== DOCUMENT EXTRACT

Carlos Palanca Sr., also known as Tan Guin Lay, was a Chinese Filipino businessman and philanthropist.

Early life
Palanca was born as Tan Guin Lay in 1869 in Amoy, Qing China (now Xiamen).

Career
Tan Guin Lay migrated to the Philippines in 1884. Tan adopted the name Carlos Palanca, after his godfather of the same name whose Chinese name was Tan Quien-sien. The name "Carlos Palanca" adopted by both men came from a Spanish colonel. He worked as an apprentice in a hardware store ran by a relative before setting up his own store in 1890, and became involved in textile trading.

He established the La Tondeña Incorporada in Tondo, Manila a distillery which grew to be a major player in the Philippine alcoholic beverage industry.

Death
Palanca died on September 2, 1950. He was 81 years old.

Legacy
Palanca was one of the most prominent Chinese Filipino businessman during the American colonial era in the Philippines.

====
== DATA

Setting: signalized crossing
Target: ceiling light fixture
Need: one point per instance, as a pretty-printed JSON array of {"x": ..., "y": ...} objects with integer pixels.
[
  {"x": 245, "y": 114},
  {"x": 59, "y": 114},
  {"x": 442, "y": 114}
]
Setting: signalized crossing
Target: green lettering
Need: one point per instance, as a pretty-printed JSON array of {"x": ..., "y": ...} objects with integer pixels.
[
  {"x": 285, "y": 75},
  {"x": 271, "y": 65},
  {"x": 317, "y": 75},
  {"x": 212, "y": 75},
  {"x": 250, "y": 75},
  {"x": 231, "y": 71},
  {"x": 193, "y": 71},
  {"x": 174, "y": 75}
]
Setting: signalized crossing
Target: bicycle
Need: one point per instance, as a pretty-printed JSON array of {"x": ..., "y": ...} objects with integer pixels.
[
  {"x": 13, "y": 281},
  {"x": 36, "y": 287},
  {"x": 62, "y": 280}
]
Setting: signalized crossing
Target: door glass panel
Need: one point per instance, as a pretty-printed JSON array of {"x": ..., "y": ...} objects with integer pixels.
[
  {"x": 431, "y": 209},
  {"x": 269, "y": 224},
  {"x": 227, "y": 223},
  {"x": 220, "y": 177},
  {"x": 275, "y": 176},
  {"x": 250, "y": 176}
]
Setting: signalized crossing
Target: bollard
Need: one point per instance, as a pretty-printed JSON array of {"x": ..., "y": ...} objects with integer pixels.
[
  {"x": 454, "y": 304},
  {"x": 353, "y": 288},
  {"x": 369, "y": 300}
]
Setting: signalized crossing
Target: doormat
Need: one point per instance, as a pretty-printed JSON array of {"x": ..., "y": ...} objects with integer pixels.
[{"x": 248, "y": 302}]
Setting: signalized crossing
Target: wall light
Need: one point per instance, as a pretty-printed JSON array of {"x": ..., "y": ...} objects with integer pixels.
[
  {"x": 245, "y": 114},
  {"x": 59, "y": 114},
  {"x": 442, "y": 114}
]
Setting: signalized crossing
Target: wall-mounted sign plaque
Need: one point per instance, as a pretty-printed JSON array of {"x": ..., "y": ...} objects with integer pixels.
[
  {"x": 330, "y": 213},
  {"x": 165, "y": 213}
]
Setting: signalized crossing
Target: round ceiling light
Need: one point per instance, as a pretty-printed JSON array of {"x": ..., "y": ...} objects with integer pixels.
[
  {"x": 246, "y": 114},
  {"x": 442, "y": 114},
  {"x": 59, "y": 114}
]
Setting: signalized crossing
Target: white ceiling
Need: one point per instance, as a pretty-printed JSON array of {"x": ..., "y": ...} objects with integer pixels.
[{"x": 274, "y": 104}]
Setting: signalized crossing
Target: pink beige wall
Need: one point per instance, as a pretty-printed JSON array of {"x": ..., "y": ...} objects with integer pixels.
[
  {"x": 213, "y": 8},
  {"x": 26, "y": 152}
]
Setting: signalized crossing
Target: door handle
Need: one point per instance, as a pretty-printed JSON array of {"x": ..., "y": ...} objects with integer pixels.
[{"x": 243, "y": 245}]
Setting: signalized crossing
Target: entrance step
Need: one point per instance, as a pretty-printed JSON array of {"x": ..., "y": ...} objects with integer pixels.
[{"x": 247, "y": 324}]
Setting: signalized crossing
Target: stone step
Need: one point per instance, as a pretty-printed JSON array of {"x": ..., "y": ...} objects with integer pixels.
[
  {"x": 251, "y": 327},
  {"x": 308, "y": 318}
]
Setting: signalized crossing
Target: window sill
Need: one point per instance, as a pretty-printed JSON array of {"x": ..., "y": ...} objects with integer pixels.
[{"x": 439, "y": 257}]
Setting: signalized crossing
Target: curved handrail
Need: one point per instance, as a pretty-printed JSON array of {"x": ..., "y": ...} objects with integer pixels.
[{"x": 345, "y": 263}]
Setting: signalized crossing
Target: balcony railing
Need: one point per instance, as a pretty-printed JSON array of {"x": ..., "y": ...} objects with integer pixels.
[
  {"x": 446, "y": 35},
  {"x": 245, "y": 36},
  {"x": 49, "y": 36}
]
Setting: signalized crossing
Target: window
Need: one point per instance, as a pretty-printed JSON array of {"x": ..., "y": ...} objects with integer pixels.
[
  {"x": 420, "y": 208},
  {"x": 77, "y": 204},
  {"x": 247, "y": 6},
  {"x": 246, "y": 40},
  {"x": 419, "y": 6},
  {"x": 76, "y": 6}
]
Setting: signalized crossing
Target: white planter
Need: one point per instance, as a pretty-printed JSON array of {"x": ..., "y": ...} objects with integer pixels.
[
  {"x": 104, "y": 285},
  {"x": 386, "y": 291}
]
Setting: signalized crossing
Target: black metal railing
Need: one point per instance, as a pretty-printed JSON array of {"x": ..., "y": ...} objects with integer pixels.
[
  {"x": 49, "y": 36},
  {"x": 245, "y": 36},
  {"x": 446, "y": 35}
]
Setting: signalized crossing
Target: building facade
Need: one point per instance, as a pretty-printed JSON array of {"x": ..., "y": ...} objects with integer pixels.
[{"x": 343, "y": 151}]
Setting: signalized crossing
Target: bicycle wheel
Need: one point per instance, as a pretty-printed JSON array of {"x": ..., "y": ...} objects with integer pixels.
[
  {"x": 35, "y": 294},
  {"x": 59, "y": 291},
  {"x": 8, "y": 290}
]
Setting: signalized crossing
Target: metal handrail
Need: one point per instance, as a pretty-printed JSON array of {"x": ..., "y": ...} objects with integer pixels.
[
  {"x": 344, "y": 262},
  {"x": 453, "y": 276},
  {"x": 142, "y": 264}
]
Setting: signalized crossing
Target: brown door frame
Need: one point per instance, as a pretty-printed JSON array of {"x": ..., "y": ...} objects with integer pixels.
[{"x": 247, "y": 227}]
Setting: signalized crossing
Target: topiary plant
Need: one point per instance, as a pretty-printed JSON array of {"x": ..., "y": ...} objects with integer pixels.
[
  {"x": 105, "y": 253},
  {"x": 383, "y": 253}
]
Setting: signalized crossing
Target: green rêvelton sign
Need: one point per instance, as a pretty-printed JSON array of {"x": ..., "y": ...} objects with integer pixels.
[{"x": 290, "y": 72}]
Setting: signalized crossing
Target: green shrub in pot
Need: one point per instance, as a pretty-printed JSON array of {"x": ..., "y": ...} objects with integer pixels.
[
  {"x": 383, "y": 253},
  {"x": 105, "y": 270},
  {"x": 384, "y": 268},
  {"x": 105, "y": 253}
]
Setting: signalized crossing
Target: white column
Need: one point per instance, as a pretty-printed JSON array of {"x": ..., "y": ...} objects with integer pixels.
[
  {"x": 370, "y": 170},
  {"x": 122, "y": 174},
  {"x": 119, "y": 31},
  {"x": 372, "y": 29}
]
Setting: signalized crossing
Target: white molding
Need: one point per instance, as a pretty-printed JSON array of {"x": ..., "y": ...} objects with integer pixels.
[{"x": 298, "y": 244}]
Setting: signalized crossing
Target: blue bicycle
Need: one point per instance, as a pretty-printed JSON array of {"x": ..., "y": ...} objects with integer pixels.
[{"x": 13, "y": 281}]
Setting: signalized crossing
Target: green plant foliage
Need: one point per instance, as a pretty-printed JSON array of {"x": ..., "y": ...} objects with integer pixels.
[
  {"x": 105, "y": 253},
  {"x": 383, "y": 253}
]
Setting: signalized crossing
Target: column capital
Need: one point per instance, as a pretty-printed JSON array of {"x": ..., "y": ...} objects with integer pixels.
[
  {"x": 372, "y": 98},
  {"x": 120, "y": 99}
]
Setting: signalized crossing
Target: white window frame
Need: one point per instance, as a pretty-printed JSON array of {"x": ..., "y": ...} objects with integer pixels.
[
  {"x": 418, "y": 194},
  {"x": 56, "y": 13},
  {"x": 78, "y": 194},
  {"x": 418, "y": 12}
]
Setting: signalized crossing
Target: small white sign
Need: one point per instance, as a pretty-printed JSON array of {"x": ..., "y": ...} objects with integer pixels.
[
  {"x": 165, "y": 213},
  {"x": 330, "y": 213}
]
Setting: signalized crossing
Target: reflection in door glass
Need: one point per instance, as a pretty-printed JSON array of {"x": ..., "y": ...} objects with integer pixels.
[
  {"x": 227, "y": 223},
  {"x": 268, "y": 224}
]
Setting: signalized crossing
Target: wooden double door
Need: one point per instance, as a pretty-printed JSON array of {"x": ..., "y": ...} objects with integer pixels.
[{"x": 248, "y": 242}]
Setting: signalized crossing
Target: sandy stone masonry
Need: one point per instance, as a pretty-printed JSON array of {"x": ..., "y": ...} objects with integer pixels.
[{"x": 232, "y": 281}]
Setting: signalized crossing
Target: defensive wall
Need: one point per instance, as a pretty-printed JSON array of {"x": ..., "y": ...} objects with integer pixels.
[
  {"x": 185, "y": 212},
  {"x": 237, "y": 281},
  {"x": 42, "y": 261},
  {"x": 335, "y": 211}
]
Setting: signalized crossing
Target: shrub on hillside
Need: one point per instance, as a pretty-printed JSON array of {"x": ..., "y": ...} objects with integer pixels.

====

PROBLEM TO SOLVE:
According to the biography of Carlos Palanca Sr. above, in what year did he migrate to the Philippines?

RESPONSE FOR THIS EXERCISE:
1884